## Exercise requirements
Reproduce the material below from the line containing "Objective: for every instance of the tree, indicate" through the end of the material, including both ends, and leave the pictures out.
▼
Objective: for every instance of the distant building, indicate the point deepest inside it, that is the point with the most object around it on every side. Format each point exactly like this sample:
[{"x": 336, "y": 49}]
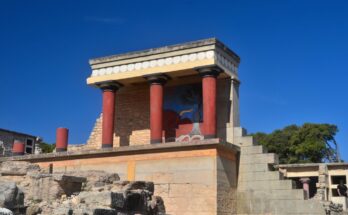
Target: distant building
[{"x": 8, "y": 137}]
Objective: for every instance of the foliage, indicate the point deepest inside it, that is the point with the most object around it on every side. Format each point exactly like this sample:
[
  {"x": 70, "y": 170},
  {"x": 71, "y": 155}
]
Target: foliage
[
  {"x": 46, "y": 147},
  {"x": 309, "y": 143}
]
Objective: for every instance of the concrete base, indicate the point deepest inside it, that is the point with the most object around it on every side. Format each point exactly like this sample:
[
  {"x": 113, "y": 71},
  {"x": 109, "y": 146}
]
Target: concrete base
[
  {"x": 192, "y": 178},
  {"x": 340, "y": 200}
]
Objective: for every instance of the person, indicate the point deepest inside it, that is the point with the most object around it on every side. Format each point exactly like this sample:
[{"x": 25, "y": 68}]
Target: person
[{"x": 342, "y": 189}]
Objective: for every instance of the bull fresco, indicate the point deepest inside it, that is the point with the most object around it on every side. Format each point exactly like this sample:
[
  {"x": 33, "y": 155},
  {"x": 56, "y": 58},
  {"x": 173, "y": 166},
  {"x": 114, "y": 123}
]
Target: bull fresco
[{"x": 183, "y": 113}]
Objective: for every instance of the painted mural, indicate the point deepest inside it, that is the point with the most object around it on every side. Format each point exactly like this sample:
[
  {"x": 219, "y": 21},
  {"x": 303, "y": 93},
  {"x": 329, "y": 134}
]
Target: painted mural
[{"x": 183, "y": 113}]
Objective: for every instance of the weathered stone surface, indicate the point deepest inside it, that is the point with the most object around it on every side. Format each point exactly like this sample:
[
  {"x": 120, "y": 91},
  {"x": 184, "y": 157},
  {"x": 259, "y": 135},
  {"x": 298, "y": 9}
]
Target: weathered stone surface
[
  {"x": 53, "y": 186},
  {"x": 5, "y": 211},
  {"x": 33, "y": 210},
  {"x": 18, "y": 168},
  {"x": 10, "y": 196},
  {"x": 78, "y": 193},
  {"x": 96, "y": 178}
]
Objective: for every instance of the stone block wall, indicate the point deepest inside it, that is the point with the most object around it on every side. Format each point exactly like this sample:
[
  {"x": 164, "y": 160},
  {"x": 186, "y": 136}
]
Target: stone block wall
[
  {"x": 132, "y": 118},
  {"x": 132, "y": 121},
  {"x": 195, "y": 181},
  {"x": 7, "y": 138}
]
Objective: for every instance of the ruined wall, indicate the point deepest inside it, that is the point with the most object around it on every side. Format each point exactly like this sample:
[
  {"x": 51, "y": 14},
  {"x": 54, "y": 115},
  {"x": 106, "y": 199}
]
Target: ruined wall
[
  {"x": 201, "y": 181},
  {"x": 132, "y": 122},
  {"x": 7, "y": 138}
]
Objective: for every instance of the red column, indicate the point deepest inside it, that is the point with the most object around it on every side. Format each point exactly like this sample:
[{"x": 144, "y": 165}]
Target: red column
[
  {"x": 62, "y": 139},
  {"x": 156, "y": 106},
  {"x": 305, "y": 184},
  {"x": 109, "y": 94},
  {"x": 209, "y": 76},
  {"x": 18, "y": 148},
  {"x": 156, "y": 112}
]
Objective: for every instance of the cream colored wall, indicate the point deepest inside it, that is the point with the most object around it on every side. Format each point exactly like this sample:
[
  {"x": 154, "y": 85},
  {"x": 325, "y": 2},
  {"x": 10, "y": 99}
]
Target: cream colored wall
[
  {"x": 312, "y": 172},
  {"x": 190, "y": 182}
]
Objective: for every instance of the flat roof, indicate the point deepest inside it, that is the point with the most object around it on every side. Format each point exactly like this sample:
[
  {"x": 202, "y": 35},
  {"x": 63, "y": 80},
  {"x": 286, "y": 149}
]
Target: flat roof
[
  {"x": 16, "y": 132},
  {"x": 165, "y": 49},
  {"x": 124, "y": 150},
  {"x": 308, "y": 165}
]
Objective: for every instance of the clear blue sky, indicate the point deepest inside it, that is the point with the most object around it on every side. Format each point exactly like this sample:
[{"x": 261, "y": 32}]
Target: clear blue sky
[{"x": 294, "y": 57}]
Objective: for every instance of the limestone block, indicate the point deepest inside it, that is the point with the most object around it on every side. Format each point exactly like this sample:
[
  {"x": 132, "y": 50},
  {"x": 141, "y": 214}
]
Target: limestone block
[
  {"x": 5, "y": 211},
  {"x": 269, "y": 158},
  {"x": 18, "y": 168},
  {"x": 253, "y": 168},
  {"x": 246, "y": 150},
  {"x": 260, "y": 176},
  {"x": 10, "y": 196},
  {"x": 267, "y": 185}
]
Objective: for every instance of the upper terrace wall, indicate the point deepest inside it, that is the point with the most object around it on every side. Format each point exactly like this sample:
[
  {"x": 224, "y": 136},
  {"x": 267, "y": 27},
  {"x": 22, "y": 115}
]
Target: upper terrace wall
[{"x": 132, "y": 121}]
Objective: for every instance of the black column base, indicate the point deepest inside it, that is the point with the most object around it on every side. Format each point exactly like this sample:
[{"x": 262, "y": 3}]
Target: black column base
[
  {"x": 156, "y": 141},
  {"x": 106, "y": 146}
]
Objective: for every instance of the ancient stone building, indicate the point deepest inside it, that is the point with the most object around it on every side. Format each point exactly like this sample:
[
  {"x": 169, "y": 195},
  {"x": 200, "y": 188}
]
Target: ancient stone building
[
  {"x": 7, "y": 139},
  {"x": 170, "y": 115}
]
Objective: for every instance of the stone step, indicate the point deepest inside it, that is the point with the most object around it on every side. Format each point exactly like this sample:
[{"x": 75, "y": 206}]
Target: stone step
[
  {"x": 311, "y": 207},
  {"x": 268, "y": 158},
  {"x": 261, "y": 176},
  {"x": 295, "y": 194},
  {"x": 250, "y": 150},
  {"x": 247, "y": 141},
  {"x": 267, "y": 185},
  {"x": 254, "y": 168},
  {"x": 281, "y": 207}
]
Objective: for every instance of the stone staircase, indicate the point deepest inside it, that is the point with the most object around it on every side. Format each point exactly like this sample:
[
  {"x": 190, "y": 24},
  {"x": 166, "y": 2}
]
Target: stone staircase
[{"x": 263, "y": 190}]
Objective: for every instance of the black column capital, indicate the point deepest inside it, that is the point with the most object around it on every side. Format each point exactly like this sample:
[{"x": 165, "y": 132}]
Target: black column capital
[
  {"x": 209, "y": 71},
  {"x": 157, "y": 78},
  {"x": 109, "y": 85},
  {"x": 235, "y": 81}
]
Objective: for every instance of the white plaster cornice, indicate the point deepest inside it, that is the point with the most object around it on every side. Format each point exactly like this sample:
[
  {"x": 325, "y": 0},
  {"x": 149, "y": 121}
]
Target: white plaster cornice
[{"x": 221, "y": 60}]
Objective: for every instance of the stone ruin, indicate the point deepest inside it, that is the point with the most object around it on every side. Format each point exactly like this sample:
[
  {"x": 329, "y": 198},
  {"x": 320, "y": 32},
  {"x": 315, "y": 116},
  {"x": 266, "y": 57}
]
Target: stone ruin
[{"x": 25, "y": 188}]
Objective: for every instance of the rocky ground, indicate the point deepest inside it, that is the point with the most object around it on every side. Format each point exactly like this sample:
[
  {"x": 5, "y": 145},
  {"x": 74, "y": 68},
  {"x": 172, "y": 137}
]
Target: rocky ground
[{"x": 27, "y": 189}]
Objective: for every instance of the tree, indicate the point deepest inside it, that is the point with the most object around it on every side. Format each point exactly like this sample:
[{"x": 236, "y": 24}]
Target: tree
[
  {"x": 46, "y": 147},
  {"x": 309, "y": 143}
]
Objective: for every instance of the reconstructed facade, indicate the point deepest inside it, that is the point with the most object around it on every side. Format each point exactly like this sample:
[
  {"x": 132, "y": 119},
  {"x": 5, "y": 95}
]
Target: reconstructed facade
[
  {"x": 176, "y": 93},
  {"x": 171, "y": 115},
  {"x": 319, "y": 179},
  {"x": 8, "y": 138}
]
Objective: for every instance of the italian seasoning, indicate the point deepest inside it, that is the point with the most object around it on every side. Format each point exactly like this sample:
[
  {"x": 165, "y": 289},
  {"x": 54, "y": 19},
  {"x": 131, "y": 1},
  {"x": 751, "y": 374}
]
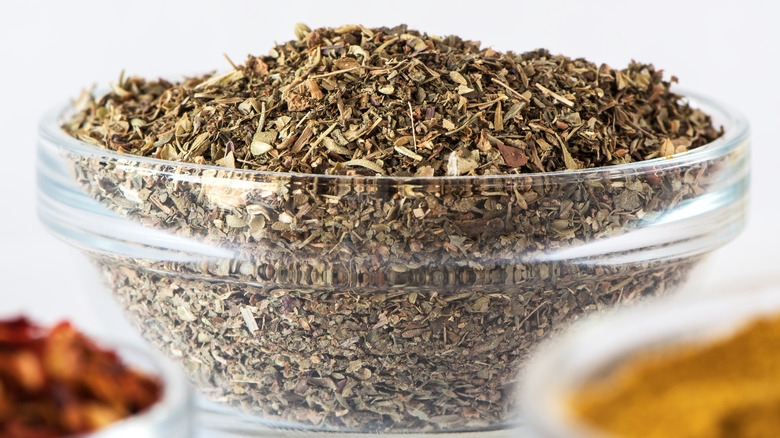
▲
## Solution to this problem
Objective: for every instance of the tree, indicate the point deepest inside it, that is the point with the most object around it on every side. Format each point exactly like this sample:
[{"x": 236, "y": 24}]
Target: tree
[
  {"x": 46, "y": 147},
  {"x": 309, "y": 143}
]
Objective: for every instance of the reconstructed facade, indicate the point deepest inside it, that is the point with the most object around it on every side. Format each point exactly like this sample:
[
  {"x": 132, "y": 119},
  {"x": 5, "y": 95}
]
Target: reconstructed facade
[
  {"x": 176, "y": 93},
  {"x": 171, "y": 115},
  {"x": 319, "y": 179},
  {"x": 8, "y": 138}
]
Objective: for every instance of the italian seasoning, indicate the point deepest inside it, that is the point with the most object around it on every side. Format each point exactly like this sample:
[
  {"x": 165, "y": 289},
  {"x": 54, "y": 19},
  {"x": 131, "y": 1},
  {"x": 751, "y": 374}
]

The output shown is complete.